Dataset records
━━━━━━━━━━━━━━━━━━━━━━━━━━━━━━

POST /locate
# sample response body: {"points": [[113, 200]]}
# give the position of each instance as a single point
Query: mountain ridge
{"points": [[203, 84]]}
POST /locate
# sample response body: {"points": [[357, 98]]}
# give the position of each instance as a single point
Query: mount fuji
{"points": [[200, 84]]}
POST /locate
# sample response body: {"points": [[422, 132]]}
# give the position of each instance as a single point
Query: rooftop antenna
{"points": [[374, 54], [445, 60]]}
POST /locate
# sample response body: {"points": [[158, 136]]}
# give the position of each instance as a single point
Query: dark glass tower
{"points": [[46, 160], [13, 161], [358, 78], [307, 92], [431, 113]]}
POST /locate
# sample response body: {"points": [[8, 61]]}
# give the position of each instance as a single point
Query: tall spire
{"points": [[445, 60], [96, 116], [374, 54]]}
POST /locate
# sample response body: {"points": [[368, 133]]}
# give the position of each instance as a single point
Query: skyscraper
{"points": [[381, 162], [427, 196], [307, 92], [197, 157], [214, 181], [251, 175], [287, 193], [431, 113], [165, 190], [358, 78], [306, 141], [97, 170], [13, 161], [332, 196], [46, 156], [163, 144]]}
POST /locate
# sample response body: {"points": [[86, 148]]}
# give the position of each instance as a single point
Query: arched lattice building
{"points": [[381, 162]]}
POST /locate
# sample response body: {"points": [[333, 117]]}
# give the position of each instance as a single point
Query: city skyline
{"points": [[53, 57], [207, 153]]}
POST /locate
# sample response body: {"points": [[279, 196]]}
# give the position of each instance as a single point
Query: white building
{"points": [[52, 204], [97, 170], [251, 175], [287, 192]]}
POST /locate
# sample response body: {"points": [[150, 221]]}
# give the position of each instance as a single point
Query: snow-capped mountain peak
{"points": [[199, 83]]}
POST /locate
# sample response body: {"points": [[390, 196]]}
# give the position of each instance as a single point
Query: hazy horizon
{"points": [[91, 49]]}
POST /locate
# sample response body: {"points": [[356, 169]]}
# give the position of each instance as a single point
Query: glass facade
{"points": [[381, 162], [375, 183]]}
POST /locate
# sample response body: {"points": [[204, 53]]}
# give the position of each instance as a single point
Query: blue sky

━━━━━━━━━━━━━━━━━━━━━━━━━━━━━━

_EXERCISE_: How many lines in the items above contain the string "glass"? Case matters. Reply with the number alone.

_PROBLEM SOLUTION_: 2